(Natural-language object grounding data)
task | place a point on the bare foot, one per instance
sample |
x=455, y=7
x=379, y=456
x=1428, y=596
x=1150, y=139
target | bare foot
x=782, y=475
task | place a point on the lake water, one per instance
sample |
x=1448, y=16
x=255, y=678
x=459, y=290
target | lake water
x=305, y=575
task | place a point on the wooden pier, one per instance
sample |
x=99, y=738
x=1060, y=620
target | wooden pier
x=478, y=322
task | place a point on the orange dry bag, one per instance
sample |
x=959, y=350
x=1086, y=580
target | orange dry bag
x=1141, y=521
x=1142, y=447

--

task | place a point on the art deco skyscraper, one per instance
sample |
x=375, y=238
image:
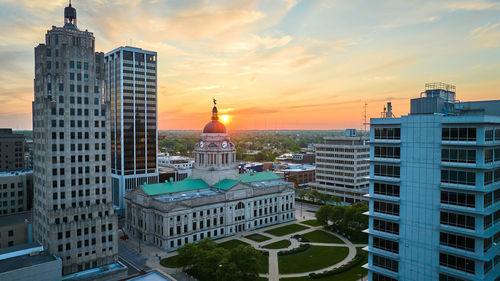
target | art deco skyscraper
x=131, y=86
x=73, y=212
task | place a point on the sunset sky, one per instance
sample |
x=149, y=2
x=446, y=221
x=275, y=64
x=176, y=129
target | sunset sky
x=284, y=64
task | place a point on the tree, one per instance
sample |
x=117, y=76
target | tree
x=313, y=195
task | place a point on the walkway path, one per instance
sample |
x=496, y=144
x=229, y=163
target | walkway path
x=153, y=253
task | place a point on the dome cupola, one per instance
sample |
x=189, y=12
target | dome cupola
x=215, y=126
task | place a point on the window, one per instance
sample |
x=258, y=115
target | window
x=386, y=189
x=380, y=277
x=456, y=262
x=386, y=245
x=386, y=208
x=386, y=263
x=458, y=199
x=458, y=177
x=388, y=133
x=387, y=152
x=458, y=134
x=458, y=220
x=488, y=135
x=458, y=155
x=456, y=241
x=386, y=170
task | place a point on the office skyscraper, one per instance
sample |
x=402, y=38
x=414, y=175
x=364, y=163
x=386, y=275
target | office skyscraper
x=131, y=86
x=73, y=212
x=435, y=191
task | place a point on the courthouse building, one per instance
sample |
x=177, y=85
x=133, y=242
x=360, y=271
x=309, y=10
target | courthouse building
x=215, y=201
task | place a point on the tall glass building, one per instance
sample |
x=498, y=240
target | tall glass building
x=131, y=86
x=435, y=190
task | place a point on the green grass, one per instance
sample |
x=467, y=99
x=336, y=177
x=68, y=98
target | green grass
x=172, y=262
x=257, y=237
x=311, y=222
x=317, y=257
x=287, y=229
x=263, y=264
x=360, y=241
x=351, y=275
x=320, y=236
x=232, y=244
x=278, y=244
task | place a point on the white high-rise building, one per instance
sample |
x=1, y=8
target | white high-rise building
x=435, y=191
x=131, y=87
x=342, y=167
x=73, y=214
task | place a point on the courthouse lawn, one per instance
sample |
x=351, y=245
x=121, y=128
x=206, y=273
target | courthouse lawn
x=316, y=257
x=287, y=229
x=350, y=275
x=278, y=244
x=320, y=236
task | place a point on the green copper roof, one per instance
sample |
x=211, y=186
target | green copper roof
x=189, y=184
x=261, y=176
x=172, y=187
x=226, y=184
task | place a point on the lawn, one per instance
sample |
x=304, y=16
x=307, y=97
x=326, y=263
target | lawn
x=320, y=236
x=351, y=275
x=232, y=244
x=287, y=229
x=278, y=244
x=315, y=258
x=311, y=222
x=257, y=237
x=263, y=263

Activity:
Give back the records above exactly, limited to the lines between the one holding "target | green grass" and the one holding "x=211, y=186", inclusive.

Result of the task:
target | green grass
x=172, y=262
x=257, y=237
x=311, y=222
x=317, y=257
x=287, y=229
x=263, y=264
x=360, y=241
x=351, y=275
x=320, y=236
x=232, y=244
x=278, y=244
task | place a point on the white high-rise building, one per instance
sample |
x=1, y=8
target | white high-rise building
x=435, y=191
x=131, y=87
x=342, y=167
x=73, y=214
task | place a point on the courthouse lawn, one per instance
sample |
x=351, y=245
x=121, y=128
x=206, y=273
target | courthouse lawn
x=316, y=257
x=287, y=229
x=350, y=275
x=278, y=244
x=320, y=236
task | place a point on the green copper roof, one per instance
sample |
x=211, y=186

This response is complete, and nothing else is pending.